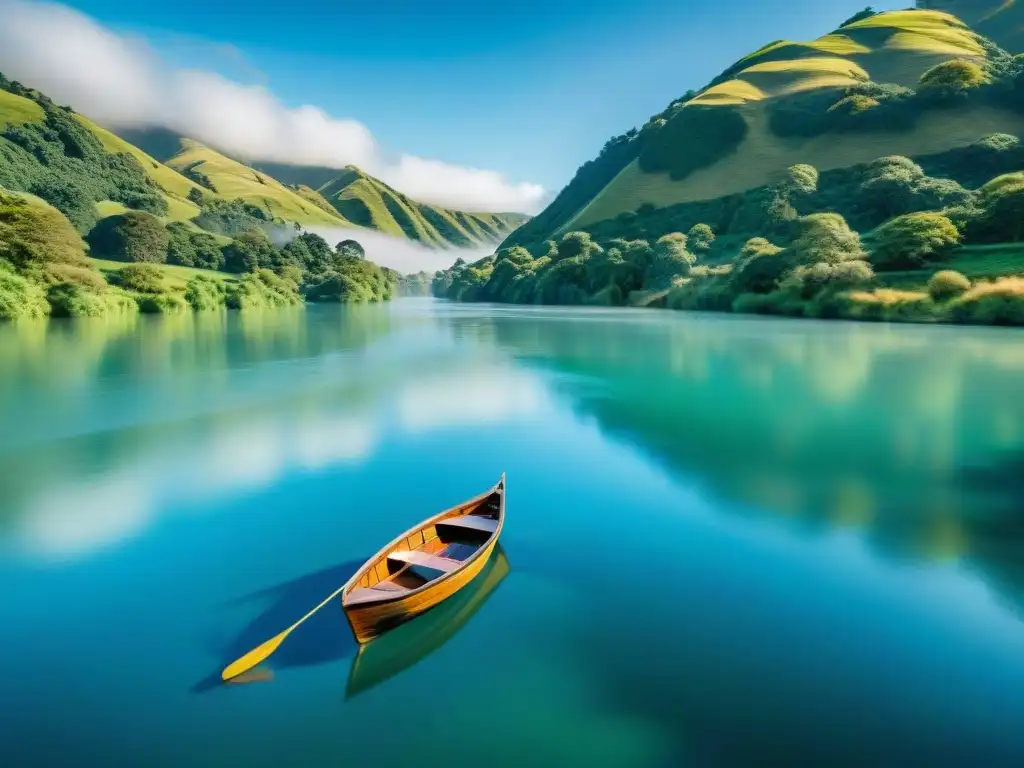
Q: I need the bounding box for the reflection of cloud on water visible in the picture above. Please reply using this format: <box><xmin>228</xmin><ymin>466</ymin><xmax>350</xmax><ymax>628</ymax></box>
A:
<box><xmin>14</xmin><ymin>416</ymin><xmax>377</xmax><ymax>559</ymax></box>
<box><xmin>397</xmin><ymin>368</ymin><xmax>547</xmax><ymax>432</ymax></box>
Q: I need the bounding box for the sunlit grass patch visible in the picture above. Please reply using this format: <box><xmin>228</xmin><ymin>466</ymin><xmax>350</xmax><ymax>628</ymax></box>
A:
<box><xmin>0</xmin><ymin>91</ymin><xmax>45</xmax><ymax>128</ymax></box>
<box><xmin>690</xmin><ymin>80</ymin><xmax>765</xmax><ymax>106</ymax></box>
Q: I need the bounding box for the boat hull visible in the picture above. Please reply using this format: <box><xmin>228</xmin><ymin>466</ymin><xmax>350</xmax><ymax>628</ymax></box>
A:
<box><xmin>343</xmin><ymin>537</ymin><xmax>498</xmax><ymax>643</ymax></box>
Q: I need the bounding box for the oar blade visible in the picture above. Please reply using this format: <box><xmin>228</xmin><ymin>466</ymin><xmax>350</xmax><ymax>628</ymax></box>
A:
<box><xmin>220</xmin><ymin>630</ymin><xmax>291</xmax><ymax>680</ymax></box>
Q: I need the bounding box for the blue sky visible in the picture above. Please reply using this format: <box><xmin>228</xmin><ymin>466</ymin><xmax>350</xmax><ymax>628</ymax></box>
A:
<box><xmin>19</xmin><ymin>0</ymin><xmax>908</xmax><ymax>204</ymax></box>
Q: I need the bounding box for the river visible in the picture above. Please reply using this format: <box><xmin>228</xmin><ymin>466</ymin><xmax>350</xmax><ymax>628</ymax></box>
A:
<box><xmin>0</xmin><ymin>299</ymin><xmax>1024</xmax><ymax>768</ymax></box>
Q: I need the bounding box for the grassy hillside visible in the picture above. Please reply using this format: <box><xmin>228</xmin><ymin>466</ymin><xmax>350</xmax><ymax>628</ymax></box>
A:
<box><xmin>123</xmin><ymin>129</ymin><xmax>527</xmax><ymax>248</ymax></box>
<box><xmin>503</xmin><ymin>9</ymin><xmax>1024</xmax><ymax>247</ymax></box>
<box><xmin>918</xmin><ymin>0</ymin><xmax>1024</xmax><ymax>53</ymax></box>
<box><xmin>166</xmin><ymin>139</ymin><xmax>348</xmax><ymax>226</ymax></box>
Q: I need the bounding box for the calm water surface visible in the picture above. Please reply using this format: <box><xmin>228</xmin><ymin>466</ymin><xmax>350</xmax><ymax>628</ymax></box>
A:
<box><xmin>0</xmin><ymin>300</ymin><xmax>1024</xmax><ymax>768</ymax></box>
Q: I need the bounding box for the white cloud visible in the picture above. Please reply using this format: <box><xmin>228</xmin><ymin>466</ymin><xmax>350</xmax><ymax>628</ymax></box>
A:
<box><xmin>0</xmin><ymin>0</ymin><xmax>547</xmax><ymax>213</ymax></box>
<box><xmin>303</xmin><ymin>226</ymin><xmax>495</xmax><ymax>274</ymax></box>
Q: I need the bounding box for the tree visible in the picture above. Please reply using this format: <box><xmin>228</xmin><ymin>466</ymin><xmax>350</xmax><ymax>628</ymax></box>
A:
<box><xmin>686</xmin><ymin>224</ymin><xmax>715</xmax><ymax>253</ymax></box>
<box><xmin>0</xmin><ymin>189</ymin><xmax>85</xmax><ymax>269</ymax></box>
<box><xmin>223</xmin><ymin>229</ymin><xmax>276</xmax><ymax>273</ymax></box>
<box><xmin>918</xmin><ymin>58</ymin><xmax>988</xmax><ymax>103</ymax></box>
<box><xmin>788</xmin><ymin>213</ymin><xmax>864</xmax><ymax>264</ymax></box>
<box><xmin>334</xmin><ymin>240</ymin><xmax>367</xmax><ymax>259</ymax></box>
<box><xmin>871</xmin><ymin>213</ymin><xmax>961</xmax><ymax>269</ymax></box>
<box><xmin>552</xmin><ymin>232</ymin><xmax>601</xmax><ymax>261</ymax></box>
<box><xmin>928</xmin><ymin>269</ymin><xmax>971</xmax><ymax>301</ymax></box>
<box><xmin>840</xmin><ymin>5</ymin><xmax>878</xmax><ymax>29</ymax></box>
<box><xmin>88</xmin><ymin>211</ymin><xmax>170</xmax><ymax>263</ymax></box>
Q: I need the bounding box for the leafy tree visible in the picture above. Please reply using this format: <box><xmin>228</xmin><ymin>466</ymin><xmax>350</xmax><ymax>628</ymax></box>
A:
<box><xmin>871</xmin><ymin>213</ymin><xmax>961</xmax><ymax>269</ymax></box>
<box><xmin>552</xmin><ymin>232</ymin><xmax>601</xmax><ymax>261</ymax></box>
<box><xmin>840</xmin><ymin>5</ymin><xmax>878</xmax><ymax>29</ymax></box>
<box><xmin>334</xmin><ymin>240</ymin><xmax>367</xmax><ymax>259</ymax></box>
<box><xmin>787</xmin><ymin>213</ymin><xmax>864</xmax><ymax>264</ymax></box>
<box><xmin>88</xmin><ymin>211</ymin><xmax>170</xmax><ymax>263</ymax></box>
<box><xmin>0</xmin><ymin>189</ymin><xmax>85</xmax><ymax>269</ymax></box>
<box><xmin>115</xmin><ymin>264</ymin><xmax>164</xmax><ymax>293</ymax></box>
<box><xmin>223</xmin><ymin>229</ymin><xmax>276</xmax><ymax>274</ymax></box>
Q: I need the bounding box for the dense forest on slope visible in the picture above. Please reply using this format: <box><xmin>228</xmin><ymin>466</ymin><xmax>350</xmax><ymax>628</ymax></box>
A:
<box><xmin>0</xmin><ymin>76</ymin><xmax>397</xmax><ymax>318</ymax></box>
<box><xmin>442</xmin><ymin>9</ymin><xmax>1024</xmax><ymax>325</ymax></box>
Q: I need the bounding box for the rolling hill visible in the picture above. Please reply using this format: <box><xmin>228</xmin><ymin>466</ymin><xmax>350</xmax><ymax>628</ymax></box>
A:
<box><xmin>503</xmin><ymin>8</ymin><xmax>1024</xmax><ymax>247</ymax></box>
<box><xmin>121</xmin><ymin>130</ymin><xmax>527</xmax><ymax>248</ymax></box>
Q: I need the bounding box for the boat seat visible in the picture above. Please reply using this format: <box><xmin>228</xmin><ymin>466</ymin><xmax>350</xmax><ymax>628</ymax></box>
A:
<box><xmin>345</xmin><ymin>582</ymin><xmax>409</xmax><ymax>604</ymax></box>
<box><xmin>387</xmin><ymin>550</ymin><xmax>462</xmax><ymax>573</ymax></box>
<box><xmin>437</xmin><ymin>515</ymin><xmax>498</xmax><ymax>534</ymax></box>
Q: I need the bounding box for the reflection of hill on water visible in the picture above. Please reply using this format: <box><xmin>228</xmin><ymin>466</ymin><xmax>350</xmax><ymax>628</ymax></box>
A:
<box><xmin>444</xmin><ymin>312</ymin><xmax>1024</xmax><ymax>618</ymax></box>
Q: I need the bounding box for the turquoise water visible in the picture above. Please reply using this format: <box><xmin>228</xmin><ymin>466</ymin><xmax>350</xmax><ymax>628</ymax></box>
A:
<box><xmin>0</xmin><ymin>300</ymin><xmax>1024</xmax><ymax>768</ymax></box>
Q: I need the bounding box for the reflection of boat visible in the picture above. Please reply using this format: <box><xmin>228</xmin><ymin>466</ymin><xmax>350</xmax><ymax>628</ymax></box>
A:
<box><xmin>345</xmin><ymin>545</ymin><xmax>509</xmax><ymax>698</ymax></box>
<box><xmin>341</xmin><ymin>474</ymin><xmax>505</xmax><ymax>643</ymax></box>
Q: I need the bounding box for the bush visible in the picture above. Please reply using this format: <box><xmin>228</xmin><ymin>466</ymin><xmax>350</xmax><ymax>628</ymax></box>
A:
<box><xmin>918</xmin><ymin>58</ymin><xmax>988</xmax><ymax>104</ymax></box>
<box><xmin>928</xmin><ymin>269</ymin><xmax>971</xmax><ymax>301</ymax></box>
<box><xmin>185</xmin><ymin>274</ymin><xmax>227</xmax><ymax>312</ymax></box>
<box><xmin>0</xmin><ymin>190</ymin><xmax>85</xmax><ymax>269</ymax></box>
<box><xmin>871</xmin><ymin>213</ymin><xmax>961</xmax><ymax>269</ymax></box>
<box><xmin>88</xmin><ymin>211</ymin><xmax>170</xmax><ymax>263</ymax></box>
<box><xmin>686</xmin><ymin>224</ymin><xmax>716</xmax><ymax>253</ymax></box>
<box><xmin>223</xmin><ymin>229</ymin><xmax>276</xmax><ymax>274</ymax></box>
<box><xmin>0</xmin><ymin>261</ymin><xmax>50</xmax><ymax>319</ymax></box>
<box><xmin>787</xmin><ymin>213</ymin><xmax>864</xmax><ymax>264</ymax></box>
<box><xmin>114</xmin><ymin>264</ymin><xmax>164</xmax><ymax>293</ymax></box>
<box><xmin>639</xmin><ymin>104</ymin><xmax>748</xmax><ymax>180</ymax></box>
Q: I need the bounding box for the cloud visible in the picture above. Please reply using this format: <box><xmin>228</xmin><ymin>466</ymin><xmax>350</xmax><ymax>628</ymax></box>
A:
<box><xmin>0</xmin><ymin>0</ymin><xmax>547</xmax><ymax>213</ymax></box>
<box><xmin>303</xmin><ymin>225</ymin><xmax>495</xmax><ymax>274</ymax></box>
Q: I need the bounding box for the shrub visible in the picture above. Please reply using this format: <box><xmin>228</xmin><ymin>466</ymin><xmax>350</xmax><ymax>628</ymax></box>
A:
<box><xmin>88</xmin><ymin>211</ymin><xmax>170</xmax><ymax>263</ymax></box>
<box><xmin>0</xmin><ymin>190</ymin><xmax>85</xmax><ymax>269</ymax></box>
<box><xmin>639</xmin><ymin>104</ymin><xmax>748</xmax><ymax>180</ymax></box>
<box><xmin>686</xmin><ymin>224</ymin><xmax>716</xmax><ymax>253</ymax></box>
<box><xmin>928</xmin><ymin>269</ymin><xmax>971</xmax><ymax>301</ymax></box>
<box><xmin>223</xmin><ymin>229</ymin><xmax>276</xmax><ymax>273</ymax></box>
<box><xmin>788</xmin><ymin>213</ymin><xmax>864</xmax><ymax>264</ymax></box>
<box><xmin>950</xmin><ymin>278</ymin><xmax>1024</xmax><ymax>326</ymax></box>
<box><xmin>0</xmin><ymin>261</ymin><xmax>50</xmax><ymax>319</ymax></box>
<box><xmin>918</xmin><ymin>58</ymin><xmax>988</xmax><ymax>104</ymax></box>
<box><xmin>185</xmin><ymin>274</ymin><xmax>227</xmax><ymax>311</ymax></box>
<box><xmin>871</xmin><ymin>213</ymin><xmax>961</xmax><ymax>269</ymax></box>
<box><xmin>115</xmin><ymin>264</ymin><xmax>164</xmax><ymax>293</ymax></box>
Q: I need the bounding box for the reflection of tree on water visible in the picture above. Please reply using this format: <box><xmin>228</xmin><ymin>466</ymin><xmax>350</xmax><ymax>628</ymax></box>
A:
<box><xmin>450</xmin><ymin>311</ymin><xmax>1024</xmax><ymax>618</ymax></box>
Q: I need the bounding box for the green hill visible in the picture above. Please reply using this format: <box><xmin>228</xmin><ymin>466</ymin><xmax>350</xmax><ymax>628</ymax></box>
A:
<box><xmin>122</xmin><ymin>129</ymin><xmax>527</xmax><ymax>248</ymax></box>
<box><xmin>503</xmin><ymin>9</ymin><xmax>1024</xmax><ymax>247</ymax></box>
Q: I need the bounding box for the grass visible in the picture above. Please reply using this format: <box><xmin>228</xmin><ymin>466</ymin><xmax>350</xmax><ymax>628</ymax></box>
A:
<box><xmin>879</xmin><ymin>243</ymin><xmax>1024</xmax><ymax>289</ymax></box>
<box><xmin>0</xmin><ymin>91</ymin><xmax>43</xmax><ymax>128</ymax></box>
<box><xmin>89</xmin><ymin>258</ymin><xmax>232</xmax><ymax>291</ymax></box>
<box><xmin>562</xmin><ymin>104</ymin><xmax>1022</xmax><ymax>231</ymax></box>
<box><xmin>684</xmin><ymin>80</ymin><xmax>765</xmax><ymax>109</ymax></box>
<box><xmin>167</xmin><ymin>139</ymin><xmax>348</xmax><ymax>226</ymax></box>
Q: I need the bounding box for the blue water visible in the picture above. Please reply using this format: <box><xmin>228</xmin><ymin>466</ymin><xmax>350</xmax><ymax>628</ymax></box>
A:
<box><xmin>0</xmin><ymin>300</ymin><xmax>1024</xmax><ymax>768</ymax></box>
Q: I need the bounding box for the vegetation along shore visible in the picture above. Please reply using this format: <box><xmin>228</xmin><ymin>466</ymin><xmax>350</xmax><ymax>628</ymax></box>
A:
<box><xmin>431</xmin><ymin>8</ymin><xmax>1024</xmax><ymax>325</ymax></box>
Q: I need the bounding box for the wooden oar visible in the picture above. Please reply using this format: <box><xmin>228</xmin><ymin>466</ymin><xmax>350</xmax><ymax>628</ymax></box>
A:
<box><xmin>220</xmin><ymin>584</ymin><xmax>348</xmax><ymax>680</ymax></box>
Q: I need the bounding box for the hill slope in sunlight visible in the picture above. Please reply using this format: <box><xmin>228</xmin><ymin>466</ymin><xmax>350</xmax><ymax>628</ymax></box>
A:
<box><xmin>503</xmin><ymin>8</ymin><xmax>1024</xmax><ymax>247</ymax></box>
<box><xmin>122</xmin><ymin>130</ymin><xmax>527</xmax><ymax>248</ymax></box>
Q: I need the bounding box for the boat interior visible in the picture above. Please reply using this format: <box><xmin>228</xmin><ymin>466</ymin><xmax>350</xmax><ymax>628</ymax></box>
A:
<box><xmin>344</xmin><ymin>490</ymin><xmax>501</xmax><ymax>605</ymax></box>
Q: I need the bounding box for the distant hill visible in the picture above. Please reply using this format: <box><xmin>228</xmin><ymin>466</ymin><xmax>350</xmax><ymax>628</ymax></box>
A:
<box><xmin>121</xmin><ymin>129</ymin><xmax>528</xmax><ymax>248</ymax></box>
<box><xmin>503</xmin><ymin>8</ymin><xmax>1024</xmax><ymax>250</ymax></box>
<box><xmin>916</xmin><ymin>0</ymin><xmax>1024</xmax><ymax>53</ymax></box>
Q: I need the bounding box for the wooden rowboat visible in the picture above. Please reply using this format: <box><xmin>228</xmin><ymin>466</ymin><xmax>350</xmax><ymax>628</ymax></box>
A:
<box><xmin>345</xmin><ymin>543</ymin><xmax>510</xmax><ymax>699</ymax></box>
<box><xmin>341</xmin><ymin>474</ymin><xmax>505</xmax><ymax>643</ymax></box>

* Stated exercise
Starting at the line that contains "Q: I need the bounding box for the hill" and continuing through the end of the records, give those lines as a JSON list of strings, one string per line, with blank lines left out.

* Completed exercise
[
  "Q: I need the bounding box for the hill slope in sunlight visible in the picture above. Please reply using this format: <box><xmin>228</xmin><ymin>466</ymin><xmax>350</xmax><ymax>628</ymax></box>",
  "A:",
  "<box><xmin>503</xmin><ymin>8</ymin><xmax>1024</xmax><ymax>247</ymax></box>",
  "<box><xmin>122</xmin><ymin>130</ymin><xmax>527</xmax><ymax>248</ymax></box>",
  "Q: I need the bounding box for the boat interior visible in the picture above. Please reply using this format: <box><xmin>228</xmin><ymin>466</ymin><xmax>350</xmax><ymax>628</ymax></box>",
  "A:",
  "<box><xmin>344</xmin><ymin>490</ymin><xmax>501</xmax><ymax>605</ymax></box>",
  "Q: I need the bounding box for the distant hill visible in the picture above. Please reply using this format: <box><xmin>228</xmin><ymin>466</ymin><xmax>350</xmax><ymax>628</ymax></box>",
  "A:",
  "<box><xmin>121</xmin><ymin>129</ymin><xmax>528</xmax><ymax>248</ymax></box>",
  "<box><xmin>503</xmin><ymin>8</ymin><xmax>1024</xmax><ymax>250</ymax></box>",
  "<box><xmin>916</xmin><ymin>0</ymin><xmax>1024</xmax><ymax>53</ymax></box>",
  "Q: I need the bounding box for the wooden rowboat visible in the picture above. Please reply using this format: <box><xmin>228</xmin><ymin>466</ymin><xmax>350</xmax><ymax>628</ymax></box>",
  "A:",
  "<box><xmin>345</xmin><ymin>543</ymin><xmax>510</xmax><ymax>699</ymax></box>",
  "<box><xmin>341</xmin><ymin>474</ymin><xmax>505</xmax><ymax>643</ymax></box>"
]